Start of Document section

Nancy Tapia: That’s one of the things I wanted to ask you, because you also have several scenes where you have this character carrying on conversations while in the comfort of nudity. What do you think was the message or the delivery for that?

Eva Husson: Oh, I think it’s about intimacy. It’s about the fact that nudity is not necessarily about the male gaze, and the kinkiness, the centrality to the sexuality side of things. It’s part of the process and sexuality is part of intimacy, but that’s what it is. It’s part of intimacy and it’s part of what we are as human beings. I think if you think back on your own life, the ability that one has to be naked with somebody and talk about very intimate stuff as a testament to the depth of the relationship. I think that’s something that a lot of men and women experience in real life, but rarely see portrayed on screen.

 I think the representation that we have of nudity is extremely affected by the heightened version of the male gaze. By that pornography and the rape culture, and all those scenes in films where women barely want, but at the end of the day then no means yes. Which I think has done a lot of damage to people’s real lives. So yeah, I think it’s very healthy to explore that representation of nudity.

MOTHERING SUNDAY
Eva Husson (Director) and Colin Firth on the set of MOTHERING SUNDAY.

Nancy Tapia: Very classy by the way, very well done. Being a director would you say you’re an occupational observer of life?

Eva Husson: I guess so. I guess it’s definitely something that has helped me find my place in society. It’s just one of the things where a little bit like Jane (Odessa Young) in the film. I have to find a prison, like an angle to relate to real life, otherwise maybe it would be just too intense or it’d be too many stimuli for me. And that way I can sort of make sense of chaos and order it and sort of convey it to other people, which is exactly what a film is. 

A film is like a miracle. When you think of it, it’s thousands and thousands of hours coming from a lot of people just gathering towards that one goal, which is the final film. Even though we discourse right now, it’s just crazy. It’s a lot of people behind the screens, just getting together to talk about that. And that’s part of what the film is also. It’s quite a play field to be able to have a character who does exactly what you do as you are telling the story of that character. It’s very meta in a way, but it’s very interesting.

MOTHERING SUNDAY.
Odessa Young as Jane Fairchild, Colin Firth as Mr Godfrey Niven in MOTHERING SUNDAY.

End of Document section

▶ What you will do:
1. According to the interview, what does Eva Husson say the scenes of characters talking while naked are about?
2. Repeat the passage of the interview that opens with the words "A film is like" and ends after "it’s very interesting.".

Start of Dataset excerpts

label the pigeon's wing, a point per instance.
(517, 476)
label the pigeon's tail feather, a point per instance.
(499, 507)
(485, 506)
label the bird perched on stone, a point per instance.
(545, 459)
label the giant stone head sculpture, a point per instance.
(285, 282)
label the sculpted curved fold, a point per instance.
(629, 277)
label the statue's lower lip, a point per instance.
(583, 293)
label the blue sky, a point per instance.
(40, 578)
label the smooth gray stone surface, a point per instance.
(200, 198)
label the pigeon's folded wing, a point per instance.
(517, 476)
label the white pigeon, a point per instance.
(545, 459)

End of Dataset excerpts

▶ Task solutions:
1. They are about intimacy.

2.
A film is like a miracle. When you think of it, it’s thousands and thousands of hours coming from a lot of people just gathering towards that one goal, which is the final film. Even though we discourse right now, it’s just crazy. It’s a lot of people behind the screens, just getting together to talk about that. And that’s part of what the film is also. It’s quite a play field to be able to have a character who does exactly what you do as you are telling the story of that character. It’s very meta in a way, but it’s very interesting.